## Start Records for this exercise

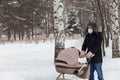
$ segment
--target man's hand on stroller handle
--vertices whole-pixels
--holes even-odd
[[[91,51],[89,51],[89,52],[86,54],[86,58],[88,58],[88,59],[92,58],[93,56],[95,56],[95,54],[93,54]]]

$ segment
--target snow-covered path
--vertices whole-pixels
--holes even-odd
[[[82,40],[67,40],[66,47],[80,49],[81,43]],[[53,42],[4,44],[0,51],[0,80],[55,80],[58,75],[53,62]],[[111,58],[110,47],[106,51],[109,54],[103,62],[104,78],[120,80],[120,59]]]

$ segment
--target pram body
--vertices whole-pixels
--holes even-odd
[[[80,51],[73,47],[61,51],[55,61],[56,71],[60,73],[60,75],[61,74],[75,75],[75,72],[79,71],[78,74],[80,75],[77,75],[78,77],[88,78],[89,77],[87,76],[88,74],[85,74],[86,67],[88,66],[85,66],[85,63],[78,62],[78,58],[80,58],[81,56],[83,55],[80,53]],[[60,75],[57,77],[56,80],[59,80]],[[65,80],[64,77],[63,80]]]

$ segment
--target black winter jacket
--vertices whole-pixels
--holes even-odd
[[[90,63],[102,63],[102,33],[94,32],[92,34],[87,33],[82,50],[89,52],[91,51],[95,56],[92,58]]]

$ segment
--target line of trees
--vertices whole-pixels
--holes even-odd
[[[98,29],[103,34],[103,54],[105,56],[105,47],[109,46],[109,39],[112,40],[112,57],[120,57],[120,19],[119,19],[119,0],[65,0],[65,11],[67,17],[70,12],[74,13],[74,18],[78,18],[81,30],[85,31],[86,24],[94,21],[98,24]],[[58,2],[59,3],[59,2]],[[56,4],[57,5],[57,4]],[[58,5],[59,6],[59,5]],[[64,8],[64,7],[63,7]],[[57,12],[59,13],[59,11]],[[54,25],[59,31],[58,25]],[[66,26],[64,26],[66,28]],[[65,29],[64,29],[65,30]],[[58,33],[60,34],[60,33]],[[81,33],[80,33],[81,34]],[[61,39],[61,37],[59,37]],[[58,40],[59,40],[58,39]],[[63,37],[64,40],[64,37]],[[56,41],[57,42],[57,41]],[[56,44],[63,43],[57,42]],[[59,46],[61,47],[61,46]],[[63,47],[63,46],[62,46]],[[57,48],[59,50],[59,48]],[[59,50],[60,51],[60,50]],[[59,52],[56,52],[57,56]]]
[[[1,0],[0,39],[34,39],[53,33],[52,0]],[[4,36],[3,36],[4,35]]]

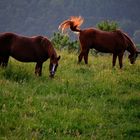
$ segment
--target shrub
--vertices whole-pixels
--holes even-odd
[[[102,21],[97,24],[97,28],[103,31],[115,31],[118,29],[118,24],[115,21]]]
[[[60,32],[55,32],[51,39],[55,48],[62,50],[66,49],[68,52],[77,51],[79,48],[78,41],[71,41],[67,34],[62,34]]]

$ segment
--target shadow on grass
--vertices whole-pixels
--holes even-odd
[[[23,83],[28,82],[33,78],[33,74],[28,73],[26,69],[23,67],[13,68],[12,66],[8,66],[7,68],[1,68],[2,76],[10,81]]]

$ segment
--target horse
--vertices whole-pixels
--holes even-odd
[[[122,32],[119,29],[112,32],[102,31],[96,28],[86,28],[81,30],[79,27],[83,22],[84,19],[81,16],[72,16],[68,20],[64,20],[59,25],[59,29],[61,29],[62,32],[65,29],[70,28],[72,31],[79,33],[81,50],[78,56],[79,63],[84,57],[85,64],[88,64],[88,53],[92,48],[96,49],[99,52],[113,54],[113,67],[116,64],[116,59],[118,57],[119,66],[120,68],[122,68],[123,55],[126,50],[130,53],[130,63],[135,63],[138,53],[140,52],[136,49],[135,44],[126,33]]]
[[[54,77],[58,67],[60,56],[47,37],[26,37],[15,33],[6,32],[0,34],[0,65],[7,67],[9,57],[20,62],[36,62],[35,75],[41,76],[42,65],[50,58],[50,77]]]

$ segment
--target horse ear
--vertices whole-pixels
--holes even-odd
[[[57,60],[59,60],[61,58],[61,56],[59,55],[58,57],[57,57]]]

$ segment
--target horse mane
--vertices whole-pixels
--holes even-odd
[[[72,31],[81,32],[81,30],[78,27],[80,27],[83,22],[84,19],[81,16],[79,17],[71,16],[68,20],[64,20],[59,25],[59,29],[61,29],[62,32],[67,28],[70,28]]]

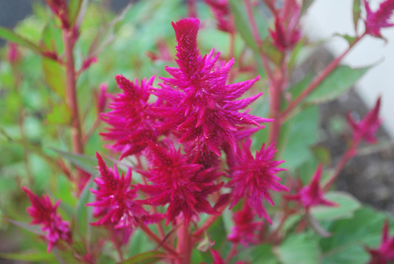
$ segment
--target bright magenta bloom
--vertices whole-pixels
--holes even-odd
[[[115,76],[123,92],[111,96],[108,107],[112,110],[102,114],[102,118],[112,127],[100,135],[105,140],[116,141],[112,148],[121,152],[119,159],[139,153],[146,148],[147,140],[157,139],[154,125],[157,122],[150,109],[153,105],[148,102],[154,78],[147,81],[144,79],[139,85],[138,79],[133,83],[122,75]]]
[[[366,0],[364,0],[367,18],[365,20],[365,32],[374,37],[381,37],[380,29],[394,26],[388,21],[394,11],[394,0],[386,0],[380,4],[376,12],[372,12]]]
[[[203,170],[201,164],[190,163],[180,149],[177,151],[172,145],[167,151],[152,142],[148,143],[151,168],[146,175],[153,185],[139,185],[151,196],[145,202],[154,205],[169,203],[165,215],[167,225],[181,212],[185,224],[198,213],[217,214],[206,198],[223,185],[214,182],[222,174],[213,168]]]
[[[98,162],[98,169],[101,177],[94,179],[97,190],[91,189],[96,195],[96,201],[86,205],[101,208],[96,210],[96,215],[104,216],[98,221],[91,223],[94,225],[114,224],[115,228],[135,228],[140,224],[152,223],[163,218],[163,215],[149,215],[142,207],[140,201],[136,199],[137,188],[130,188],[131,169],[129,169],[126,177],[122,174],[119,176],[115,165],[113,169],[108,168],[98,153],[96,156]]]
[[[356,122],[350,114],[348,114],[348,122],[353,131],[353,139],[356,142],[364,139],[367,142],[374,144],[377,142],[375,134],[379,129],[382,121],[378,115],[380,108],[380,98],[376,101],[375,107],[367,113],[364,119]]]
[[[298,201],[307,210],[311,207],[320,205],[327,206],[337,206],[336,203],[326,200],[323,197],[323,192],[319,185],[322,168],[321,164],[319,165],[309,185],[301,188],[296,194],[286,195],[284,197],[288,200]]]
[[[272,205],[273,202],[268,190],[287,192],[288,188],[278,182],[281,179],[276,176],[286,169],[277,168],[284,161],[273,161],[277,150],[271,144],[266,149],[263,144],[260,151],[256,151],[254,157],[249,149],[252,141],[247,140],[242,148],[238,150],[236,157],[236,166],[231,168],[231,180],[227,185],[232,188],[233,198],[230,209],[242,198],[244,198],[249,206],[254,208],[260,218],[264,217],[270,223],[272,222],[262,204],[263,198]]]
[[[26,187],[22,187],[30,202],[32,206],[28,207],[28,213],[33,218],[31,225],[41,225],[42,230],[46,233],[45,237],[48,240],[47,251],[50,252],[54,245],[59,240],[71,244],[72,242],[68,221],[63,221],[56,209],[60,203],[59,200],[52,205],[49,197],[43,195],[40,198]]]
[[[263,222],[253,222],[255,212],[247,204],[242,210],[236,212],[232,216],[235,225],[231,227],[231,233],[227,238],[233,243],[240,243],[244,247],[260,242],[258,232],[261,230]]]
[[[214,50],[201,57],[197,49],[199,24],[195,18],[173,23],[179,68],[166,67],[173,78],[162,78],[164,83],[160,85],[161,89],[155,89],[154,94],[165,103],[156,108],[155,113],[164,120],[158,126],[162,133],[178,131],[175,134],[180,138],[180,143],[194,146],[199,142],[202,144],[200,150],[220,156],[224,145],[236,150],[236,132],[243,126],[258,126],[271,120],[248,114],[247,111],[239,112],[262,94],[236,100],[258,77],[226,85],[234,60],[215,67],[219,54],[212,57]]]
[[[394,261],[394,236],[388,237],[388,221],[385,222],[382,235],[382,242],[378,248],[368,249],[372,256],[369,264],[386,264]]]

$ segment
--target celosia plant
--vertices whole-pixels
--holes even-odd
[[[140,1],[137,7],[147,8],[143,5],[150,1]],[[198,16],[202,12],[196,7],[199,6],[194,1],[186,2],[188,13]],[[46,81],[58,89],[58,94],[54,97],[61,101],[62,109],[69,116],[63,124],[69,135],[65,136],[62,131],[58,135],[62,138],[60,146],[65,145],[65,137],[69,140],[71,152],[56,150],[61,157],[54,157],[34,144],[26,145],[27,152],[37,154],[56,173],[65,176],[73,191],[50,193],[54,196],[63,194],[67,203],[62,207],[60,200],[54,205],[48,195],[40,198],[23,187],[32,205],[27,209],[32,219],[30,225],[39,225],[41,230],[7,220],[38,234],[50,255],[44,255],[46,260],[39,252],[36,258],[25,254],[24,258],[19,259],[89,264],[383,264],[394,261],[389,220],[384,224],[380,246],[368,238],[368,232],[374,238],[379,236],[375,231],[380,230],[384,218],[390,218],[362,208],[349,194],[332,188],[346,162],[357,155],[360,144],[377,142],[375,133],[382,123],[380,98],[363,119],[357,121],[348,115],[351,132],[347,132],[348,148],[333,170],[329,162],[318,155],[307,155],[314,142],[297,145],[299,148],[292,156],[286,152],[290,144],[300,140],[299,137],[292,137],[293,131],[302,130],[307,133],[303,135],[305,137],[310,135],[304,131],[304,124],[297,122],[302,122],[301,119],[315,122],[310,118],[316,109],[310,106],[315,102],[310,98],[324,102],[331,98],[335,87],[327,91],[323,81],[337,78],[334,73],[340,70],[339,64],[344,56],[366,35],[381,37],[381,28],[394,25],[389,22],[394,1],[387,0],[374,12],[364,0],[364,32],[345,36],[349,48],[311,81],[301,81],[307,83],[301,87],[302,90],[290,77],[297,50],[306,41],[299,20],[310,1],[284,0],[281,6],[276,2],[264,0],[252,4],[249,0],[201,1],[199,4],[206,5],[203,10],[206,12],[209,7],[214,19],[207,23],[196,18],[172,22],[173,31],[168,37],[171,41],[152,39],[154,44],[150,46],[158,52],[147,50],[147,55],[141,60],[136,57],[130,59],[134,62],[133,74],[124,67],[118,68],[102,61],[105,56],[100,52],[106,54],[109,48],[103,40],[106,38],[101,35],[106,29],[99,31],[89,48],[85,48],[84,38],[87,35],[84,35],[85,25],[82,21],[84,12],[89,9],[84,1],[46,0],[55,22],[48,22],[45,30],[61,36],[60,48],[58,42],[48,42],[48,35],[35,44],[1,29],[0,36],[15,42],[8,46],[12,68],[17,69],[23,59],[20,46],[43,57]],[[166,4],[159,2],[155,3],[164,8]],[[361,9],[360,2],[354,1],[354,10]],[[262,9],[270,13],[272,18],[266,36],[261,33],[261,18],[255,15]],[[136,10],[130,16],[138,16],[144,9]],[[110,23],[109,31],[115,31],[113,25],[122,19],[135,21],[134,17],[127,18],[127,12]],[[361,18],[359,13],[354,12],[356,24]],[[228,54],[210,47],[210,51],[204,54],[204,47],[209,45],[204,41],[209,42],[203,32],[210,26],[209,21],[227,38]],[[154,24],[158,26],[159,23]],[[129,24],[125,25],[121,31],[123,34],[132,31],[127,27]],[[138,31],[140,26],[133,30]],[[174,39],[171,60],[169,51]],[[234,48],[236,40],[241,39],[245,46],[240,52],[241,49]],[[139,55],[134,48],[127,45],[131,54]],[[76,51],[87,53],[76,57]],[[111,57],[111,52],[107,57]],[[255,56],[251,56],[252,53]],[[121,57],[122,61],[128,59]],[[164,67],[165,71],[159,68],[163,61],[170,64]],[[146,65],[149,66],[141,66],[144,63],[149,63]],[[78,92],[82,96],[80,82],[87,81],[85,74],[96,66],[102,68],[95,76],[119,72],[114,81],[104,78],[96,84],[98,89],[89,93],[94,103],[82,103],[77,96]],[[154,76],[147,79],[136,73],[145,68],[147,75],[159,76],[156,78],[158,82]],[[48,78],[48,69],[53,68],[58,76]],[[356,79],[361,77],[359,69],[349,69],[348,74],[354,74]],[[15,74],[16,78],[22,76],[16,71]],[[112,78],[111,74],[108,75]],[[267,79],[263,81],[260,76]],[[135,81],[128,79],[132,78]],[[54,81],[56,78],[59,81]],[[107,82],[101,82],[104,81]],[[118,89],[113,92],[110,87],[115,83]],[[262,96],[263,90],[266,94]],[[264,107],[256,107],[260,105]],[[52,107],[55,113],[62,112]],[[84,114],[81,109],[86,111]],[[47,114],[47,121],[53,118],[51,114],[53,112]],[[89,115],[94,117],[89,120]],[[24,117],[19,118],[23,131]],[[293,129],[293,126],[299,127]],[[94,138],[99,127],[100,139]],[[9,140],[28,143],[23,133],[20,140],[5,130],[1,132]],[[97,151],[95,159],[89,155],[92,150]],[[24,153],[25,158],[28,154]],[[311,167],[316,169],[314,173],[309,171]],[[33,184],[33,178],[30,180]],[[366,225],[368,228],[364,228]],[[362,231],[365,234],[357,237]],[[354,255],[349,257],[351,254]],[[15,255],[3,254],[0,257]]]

## End Records for this exercise

Task details: Which lines in the items above contain the word "target"? Filter them out and copy each one, treating uppercase and lowercase as different.

Final result:
--target man's hand on stroller handle
--target snow-covered path
--target pram body
--target black winter jacket
--target line of trees
--target shrub
--target shadow on grass
--target horse
--target horse ear
--target horse mane
--target bright magenta bloom
--target celosia plant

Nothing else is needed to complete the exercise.